%%

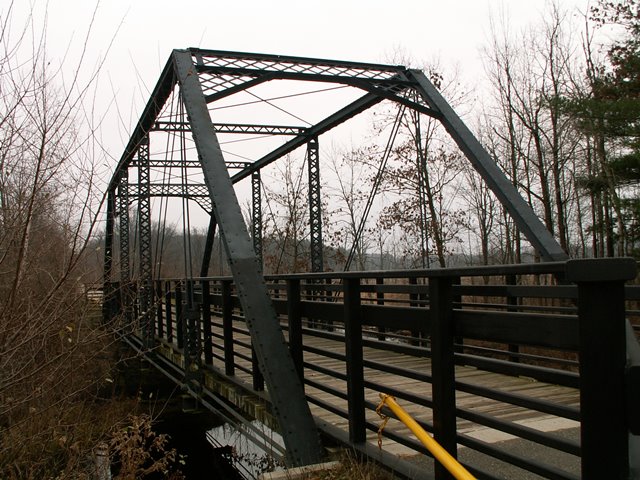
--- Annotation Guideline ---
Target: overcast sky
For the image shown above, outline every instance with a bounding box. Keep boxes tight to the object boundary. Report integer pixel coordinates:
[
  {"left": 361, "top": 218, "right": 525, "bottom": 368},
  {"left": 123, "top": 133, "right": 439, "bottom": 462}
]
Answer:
[{"left": 0, "top": 0, "right": 588, "bottom": 156}]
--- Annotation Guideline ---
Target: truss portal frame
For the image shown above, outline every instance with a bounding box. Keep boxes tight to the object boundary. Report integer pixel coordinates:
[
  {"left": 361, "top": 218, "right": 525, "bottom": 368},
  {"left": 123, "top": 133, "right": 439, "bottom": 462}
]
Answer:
[{"left": 105, "top": 48, "right": 567, "bottom": 464}]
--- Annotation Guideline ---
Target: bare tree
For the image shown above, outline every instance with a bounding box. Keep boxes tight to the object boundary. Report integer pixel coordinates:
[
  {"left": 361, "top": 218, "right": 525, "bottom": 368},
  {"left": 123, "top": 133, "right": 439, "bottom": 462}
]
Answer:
[{"left": 0, "top": 2, "right": 134, "bottom": 478}]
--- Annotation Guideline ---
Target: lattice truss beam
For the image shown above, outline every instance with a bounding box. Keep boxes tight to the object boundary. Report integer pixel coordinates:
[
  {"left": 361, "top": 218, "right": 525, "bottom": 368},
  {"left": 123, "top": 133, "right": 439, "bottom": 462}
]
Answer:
[{"left": 105, "top": 48, "right": 567, "bottom": 463}]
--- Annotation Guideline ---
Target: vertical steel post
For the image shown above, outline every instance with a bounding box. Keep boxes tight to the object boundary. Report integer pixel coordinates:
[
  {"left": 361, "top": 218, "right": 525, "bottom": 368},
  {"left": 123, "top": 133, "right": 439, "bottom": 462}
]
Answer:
[
  {"left": 200, "top": 280, "right": 213, "bottom": 365},
  {"left": 118, "top": 168, "right": 133, "bottom": 325},
  {"left": 118, "top": 168, "right": 131, "bottom": 285},
  {"left": 344, "top": 278, "right": 367, "bottom": 443},
  {"left": 567, "top": 258, "right": 637, "bottom": 480},
  {"left": 505, "top": 275, "right": 520, "bottom": 363},
  {"left": 138, "top": 136, "right": 153, "bottom": 348},
  {"left": 102, "top": 190, "right": 117, "bottom": 322},
  {"left": 222, "top": 280, "right": 236, "bottom": 377},
  {"left": 307, "top": 138, "right": 324, "bottom": 272},
  {"left": 376, "top": 277, "right": 387, "bottom": 341},
  {"left": 429, "top": 277, "right": 458, "bottom": 480},
  {"left": 407, "top": 70, "right": 569, "bottom": 261},
  {"left": 172, "top": 50, "right": 322, "bottom": 465},
  {"left": 175, "top": 282, "right": 184, "bottom": 348},
  {"left": 165, "top": 281, "right": 173, "bottom": 343},
  {"left": 251, "top": 170, "right": 264, "bottom": 270},
  {"left": 200, "top": 212, "right": 218, "bottom": 277},
  {"left": 287, "top": 279, "right": 304, "bottom": 386}
]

%%

Cuenta cuántas líneas de los datos anteriores contienen la cadena "truss", teniendo en cuenta las mayúsculas y minúsculas. Responde solo con el número.

▶ **Resultado**
2